◆ **BRIEF**:
Work out the number of lines below containing the word "large" and give nothing besides it.

◆ **PROVIDED MATERIAL**:
+++

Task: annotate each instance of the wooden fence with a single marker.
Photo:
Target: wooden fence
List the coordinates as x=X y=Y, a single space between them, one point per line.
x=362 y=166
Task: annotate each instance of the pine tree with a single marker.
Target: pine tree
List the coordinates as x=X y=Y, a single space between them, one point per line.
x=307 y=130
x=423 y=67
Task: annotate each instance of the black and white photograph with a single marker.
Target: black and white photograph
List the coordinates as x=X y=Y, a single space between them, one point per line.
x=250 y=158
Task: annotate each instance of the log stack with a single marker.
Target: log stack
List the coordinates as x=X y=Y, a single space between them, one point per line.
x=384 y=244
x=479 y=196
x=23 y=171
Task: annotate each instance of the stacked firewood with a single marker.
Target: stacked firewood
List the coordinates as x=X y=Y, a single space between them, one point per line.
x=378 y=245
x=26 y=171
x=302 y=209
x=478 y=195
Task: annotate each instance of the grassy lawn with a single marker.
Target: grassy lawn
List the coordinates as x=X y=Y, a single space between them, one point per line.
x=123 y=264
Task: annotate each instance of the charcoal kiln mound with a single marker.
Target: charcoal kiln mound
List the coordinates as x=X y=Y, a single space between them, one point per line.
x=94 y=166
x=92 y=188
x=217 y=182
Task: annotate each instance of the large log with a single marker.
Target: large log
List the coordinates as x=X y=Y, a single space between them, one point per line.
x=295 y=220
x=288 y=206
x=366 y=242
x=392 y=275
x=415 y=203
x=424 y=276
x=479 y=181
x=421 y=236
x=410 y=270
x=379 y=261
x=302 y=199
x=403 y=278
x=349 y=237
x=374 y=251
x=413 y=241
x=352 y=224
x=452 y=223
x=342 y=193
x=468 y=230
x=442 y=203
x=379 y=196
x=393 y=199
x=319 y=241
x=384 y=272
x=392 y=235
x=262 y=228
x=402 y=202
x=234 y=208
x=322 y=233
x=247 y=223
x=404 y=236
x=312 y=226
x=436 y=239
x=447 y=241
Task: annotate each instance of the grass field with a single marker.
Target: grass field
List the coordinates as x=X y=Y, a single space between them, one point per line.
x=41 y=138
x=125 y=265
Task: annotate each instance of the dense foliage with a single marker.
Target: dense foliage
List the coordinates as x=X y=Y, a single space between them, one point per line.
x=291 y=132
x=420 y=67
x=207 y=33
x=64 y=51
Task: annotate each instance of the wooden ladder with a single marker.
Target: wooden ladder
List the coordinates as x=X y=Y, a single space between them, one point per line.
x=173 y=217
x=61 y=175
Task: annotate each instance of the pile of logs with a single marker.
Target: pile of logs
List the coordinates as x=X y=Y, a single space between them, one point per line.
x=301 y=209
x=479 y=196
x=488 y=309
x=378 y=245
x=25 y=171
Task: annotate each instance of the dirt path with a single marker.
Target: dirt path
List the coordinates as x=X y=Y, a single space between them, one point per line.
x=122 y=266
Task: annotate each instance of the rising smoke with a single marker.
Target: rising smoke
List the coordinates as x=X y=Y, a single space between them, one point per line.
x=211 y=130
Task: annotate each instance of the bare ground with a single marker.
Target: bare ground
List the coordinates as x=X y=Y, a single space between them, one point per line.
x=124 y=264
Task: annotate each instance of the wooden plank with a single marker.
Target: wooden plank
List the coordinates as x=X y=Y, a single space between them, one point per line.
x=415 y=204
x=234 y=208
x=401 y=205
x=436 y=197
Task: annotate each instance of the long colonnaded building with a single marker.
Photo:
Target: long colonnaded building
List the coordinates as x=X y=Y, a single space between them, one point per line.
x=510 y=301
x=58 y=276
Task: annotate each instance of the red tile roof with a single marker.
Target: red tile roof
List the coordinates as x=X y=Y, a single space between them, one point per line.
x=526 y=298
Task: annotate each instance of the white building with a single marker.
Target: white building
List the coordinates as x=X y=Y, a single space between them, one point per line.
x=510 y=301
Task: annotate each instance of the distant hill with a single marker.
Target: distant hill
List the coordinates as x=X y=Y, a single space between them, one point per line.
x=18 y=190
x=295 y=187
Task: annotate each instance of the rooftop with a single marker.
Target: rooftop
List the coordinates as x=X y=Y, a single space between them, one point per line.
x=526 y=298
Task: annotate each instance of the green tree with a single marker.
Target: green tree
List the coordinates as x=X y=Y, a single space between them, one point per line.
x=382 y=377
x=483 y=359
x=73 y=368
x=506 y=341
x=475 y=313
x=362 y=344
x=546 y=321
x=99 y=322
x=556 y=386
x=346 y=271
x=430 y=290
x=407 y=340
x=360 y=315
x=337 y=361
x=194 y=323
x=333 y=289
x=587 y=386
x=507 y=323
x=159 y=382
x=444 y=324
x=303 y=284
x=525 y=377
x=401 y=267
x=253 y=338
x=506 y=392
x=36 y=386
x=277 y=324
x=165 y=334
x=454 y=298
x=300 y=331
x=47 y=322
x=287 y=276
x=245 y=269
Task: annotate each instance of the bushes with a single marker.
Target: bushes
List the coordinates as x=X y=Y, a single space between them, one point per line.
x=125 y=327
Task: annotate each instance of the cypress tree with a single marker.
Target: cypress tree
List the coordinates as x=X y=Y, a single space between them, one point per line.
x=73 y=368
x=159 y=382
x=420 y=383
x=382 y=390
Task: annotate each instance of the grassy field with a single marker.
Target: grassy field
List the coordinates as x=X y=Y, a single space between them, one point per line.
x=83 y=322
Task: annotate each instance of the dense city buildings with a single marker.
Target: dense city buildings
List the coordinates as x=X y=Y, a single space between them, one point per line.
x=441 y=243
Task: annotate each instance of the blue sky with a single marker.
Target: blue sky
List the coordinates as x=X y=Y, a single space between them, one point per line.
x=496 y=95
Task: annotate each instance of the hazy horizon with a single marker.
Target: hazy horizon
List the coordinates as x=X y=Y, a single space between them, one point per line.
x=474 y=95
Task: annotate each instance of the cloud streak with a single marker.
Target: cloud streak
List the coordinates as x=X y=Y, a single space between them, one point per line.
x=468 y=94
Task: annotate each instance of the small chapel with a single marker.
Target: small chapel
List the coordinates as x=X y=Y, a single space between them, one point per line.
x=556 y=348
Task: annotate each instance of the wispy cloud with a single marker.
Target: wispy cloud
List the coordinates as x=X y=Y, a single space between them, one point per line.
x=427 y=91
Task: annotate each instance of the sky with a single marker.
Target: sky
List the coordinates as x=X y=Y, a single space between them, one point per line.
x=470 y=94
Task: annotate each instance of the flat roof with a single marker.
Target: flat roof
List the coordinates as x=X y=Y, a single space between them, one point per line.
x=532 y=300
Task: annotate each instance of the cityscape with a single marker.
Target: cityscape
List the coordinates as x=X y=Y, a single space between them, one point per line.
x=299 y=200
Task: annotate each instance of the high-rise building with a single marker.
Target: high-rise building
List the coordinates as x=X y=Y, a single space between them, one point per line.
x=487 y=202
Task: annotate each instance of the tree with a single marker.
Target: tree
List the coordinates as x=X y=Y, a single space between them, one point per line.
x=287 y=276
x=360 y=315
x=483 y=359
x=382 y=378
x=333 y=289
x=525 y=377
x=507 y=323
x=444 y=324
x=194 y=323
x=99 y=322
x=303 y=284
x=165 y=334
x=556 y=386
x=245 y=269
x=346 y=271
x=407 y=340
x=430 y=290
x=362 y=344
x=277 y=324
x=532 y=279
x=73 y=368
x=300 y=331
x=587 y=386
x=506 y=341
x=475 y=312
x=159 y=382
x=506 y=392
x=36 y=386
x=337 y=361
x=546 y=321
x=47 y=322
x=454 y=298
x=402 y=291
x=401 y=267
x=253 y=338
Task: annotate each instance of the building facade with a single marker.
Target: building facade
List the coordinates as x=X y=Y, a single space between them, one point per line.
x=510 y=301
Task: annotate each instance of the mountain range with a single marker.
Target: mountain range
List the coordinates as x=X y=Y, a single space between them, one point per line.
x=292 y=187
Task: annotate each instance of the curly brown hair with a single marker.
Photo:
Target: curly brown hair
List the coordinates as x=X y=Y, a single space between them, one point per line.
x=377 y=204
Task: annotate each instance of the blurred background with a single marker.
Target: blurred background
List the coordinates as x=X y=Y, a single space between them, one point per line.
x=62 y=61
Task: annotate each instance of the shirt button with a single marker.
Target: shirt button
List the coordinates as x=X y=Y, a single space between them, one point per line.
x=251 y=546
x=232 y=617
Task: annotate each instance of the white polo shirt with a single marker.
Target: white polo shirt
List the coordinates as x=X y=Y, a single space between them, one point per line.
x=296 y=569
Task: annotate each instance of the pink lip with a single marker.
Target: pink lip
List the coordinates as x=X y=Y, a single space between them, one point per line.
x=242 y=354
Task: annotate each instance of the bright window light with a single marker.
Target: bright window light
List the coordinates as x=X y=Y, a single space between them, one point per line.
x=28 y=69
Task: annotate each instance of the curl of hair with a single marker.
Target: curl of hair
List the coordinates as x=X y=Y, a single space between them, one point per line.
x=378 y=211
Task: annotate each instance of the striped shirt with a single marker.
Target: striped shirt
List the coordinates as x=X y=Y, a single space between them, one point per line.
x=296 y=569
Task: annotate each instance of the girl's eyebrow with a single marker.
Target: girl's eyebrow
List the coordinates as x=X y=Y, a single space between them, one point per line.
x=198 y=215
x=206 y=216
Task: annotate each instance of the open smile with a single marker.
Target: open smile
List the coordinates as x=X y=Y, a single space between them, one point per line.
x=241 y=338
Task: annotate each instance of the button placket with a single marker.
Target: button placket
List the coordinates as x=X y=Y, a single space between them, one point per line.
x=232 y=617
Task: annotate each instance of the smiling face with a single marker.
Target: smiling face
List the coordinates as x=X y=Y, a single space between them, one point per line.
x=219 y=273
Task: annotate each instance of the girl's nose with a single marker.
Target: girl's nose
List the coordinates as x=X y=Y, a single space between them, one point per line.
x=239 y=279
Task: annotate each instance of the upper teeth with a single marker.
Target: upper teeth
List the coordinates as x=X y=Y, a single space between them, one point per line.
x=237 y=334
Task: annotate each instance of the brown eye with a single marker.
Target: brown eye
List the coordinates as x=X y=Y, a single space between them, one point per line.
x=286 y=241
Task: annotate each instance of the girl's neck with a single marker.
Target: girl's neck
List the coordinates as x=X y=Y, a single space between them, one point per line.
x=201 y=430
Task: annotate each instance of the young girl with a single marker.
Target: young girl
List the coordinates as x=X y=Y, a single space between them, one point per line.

+++

◆ **RESULT BELOW**:
2